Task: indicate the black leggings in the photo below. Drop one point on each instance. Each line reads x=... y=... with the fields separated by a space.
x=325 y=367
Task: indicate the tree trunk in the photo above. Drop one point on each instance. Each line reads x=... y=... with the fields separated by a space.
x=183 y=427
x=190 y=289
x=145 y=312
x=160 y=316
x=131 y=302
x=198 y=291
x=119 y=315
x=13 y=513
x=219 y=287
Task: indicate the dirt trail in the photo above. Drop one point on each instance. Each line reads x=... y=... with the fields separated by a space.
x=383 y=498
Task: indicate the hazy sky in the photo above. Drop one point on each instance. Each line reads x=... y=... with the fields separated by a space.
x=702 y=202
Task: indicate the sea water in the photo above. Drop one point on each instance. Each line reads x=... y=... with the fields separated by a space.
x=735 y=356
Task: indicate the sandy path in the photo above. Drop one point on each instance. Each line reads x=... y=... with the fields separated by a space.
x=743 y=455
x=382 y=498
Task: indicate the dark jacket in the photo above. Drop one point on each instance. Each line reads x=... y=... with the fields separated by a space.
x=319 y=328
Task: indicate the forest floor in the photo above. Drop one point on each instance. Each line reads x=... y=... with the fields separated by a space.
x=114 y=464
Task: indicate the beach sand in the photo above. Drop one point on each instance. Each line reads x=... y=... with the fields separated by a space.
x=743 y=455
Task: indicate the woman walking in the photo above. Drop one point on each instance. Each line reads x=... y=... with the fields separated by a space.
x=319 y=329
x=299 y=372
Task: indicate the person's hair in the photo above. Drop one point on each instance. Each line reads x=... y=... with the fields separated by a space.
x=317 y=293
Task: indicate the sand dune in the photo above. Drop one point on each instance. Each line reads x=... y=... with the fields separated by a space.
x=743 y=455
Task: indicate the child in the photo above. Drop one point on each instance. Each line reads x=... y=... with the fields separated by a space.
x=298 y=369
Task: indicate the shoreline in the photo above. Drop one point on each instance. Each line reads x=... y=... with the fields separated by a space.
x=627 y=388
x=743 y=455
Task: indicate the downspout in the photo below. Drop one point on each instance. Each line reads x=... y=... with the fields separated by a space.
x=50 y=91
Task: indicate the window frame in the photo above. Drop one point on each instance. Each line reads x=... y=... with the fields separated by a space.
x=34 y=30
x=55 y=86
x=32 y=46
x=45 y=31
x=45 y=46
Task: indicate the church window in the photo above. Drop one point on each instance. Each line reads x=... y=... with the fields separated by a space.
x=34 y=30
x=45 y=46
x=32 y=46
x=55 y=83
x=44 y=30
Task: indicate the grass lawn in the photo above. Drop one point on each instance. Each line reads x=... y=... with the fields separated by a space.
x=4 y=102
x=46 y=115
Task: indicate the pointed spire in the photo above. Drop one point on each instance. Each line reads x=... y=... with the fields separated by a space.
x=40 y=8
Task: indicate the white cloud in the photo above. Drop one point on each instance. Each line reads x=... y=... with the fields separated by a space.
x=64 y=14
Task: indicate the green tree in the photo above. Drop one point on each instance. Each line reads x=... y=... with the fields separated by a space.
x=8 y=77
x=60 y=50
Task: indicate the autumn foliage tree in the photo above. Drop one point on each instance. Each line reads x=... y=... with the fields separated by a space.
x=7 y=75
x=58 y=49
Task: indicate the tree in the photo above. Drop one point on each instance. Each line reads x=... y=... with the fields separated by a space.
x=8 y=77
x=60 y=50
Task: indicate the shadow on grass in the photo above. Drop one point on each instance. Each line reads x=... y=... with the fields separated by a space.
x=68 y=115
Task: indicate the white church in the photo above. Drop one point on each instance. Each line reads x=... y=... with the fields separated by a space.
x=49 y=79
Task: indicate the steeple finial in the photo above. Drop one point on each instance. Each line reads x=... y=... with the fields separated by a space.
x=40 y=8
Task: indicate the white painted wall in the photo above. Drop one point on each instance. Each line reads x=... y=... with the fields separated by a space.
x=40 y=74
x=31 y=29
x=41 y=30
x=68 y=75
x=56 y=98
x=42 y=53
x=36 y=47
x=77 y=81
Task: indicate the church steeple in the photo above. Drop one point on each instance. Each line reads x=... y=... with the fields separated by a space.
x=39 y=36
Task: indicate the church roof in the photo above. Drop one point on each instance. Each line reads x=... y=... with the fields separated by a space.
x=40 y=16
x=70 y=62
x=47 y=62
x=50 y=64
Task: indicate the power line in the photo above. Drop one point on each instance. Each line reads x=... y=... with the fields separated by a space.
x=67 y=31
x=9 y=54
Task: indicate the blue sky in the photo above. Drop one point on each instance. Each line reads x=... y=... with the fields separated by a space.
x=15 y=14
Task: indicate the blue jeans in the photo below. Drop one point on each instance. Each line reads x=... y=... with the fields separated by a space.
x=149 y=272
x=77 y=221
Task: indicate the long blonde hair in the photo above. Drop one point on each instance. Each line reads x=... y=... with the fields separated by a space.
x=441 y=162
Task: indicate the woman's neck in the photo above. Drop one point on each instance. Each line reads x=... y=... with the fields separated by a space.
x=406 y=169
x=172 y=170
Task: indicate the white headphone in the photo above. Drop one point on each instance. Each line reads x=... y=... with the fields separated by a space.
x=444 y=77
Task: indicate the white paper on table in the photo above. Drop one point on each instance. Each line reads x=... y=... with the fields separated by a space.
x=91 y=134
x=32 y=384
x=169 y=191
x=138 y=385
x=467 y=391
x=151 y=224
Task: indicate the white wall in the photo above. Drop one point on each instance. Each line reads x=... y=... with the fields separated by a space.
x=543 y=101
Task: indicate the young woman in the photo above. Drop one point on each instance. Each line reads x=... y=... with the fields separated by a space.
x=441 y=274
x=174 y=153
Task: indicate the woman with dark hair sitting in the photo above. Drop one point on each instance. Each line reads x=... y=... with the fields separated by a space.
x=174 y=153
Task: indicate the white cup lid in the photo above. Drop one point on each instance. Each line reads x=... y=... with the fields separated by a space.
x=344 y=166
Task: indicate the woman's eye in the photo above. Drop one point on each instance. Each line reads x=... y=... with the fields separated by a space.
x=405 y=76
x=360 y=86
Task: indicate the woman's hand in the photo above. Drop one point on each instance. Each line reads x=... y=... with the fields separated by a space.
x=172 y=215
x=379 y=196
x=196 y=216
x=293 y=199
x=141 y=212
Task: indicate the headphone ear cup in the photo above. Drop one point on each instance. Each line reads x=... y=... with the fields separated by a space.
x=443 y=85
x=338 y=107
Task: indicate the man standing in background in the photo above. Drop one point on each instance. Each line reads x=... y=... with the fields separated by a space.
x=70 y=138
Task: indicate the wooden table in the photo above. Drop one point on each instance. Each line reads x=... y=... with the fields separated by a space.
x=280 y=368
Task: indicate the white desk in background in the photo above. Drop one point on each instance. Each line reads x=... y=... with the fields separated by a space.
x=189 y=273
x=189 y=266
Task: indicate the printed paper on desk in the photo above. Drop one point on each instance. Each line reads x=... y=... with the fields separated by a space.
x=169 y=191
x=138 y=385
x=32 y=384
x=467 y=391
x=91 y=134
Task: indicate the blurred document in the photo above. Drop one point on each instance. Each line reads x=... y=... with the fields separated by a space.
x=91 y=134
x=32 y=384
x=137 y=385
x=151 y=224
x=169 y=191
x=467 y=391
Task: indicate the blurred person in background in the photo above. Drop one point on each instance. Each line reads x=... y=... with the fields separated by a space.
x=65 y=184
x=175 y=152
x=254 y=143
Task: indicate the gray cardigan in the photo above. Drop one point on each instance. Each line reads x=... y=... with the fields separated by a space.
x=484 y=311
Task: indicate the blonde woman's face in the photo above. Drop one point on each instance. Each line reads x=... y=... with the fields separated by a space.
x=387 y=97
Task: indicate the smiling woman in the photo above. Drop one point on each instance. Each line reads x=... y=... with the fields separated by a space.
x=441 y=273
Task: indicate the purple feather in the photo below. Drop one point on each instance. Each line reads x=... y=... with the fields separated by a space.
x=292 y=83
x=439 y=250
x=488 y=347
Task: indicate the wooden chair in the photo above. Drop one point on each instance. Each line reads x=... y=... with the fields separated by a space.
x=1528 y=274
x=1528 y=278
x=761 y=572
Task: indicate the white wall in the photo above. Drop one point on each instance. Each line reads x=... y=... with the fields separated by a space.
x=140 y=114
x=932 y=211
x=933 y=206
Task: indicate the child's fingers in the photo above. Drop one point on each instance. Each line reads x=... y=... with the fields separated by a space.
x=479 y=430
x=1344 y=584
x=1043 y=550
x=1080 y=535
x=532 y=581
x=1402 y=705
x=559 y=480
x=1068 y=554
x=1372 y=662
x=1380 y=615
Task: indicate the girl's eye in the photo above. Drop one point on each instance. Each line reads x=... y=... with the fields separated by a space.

Required work: From the line holding "Task: indicate the wooden chair" to the last line of the entries above, restate each line exactly; include both ends and omit everything else.

Response below:
Task: indicate the wooden chair in the photo above. Drop one point on each instance. Each line reads x=... y=... with the fields separated by a space.
x=1528 y=274
x=1528 y=278
x=761 y=572
Task: indicate the white wall in the photo above. Drop one point on each instance. Each line reads x=... y=... with the fields separated by a space.
x=140 y=114
x=932 y=211
x=933 y=206
Task: indicate the child's fingers in the photo above. Drop one point on each instance. Each line reads x=... y=... with the fields separated by a space.
x=479 y=430
x=1344 y=584
x=1043 y=550
x=1080 y=535
x=532 y=581
x=1402 y=705
x=559 y=480
x=1068 y=554
x=1372 y=662
x=1380 y=615
Task: indicate the girl's eye in the photo above. Drop one point on each instance. Each line reads x=... y=... with the fields separated by a space.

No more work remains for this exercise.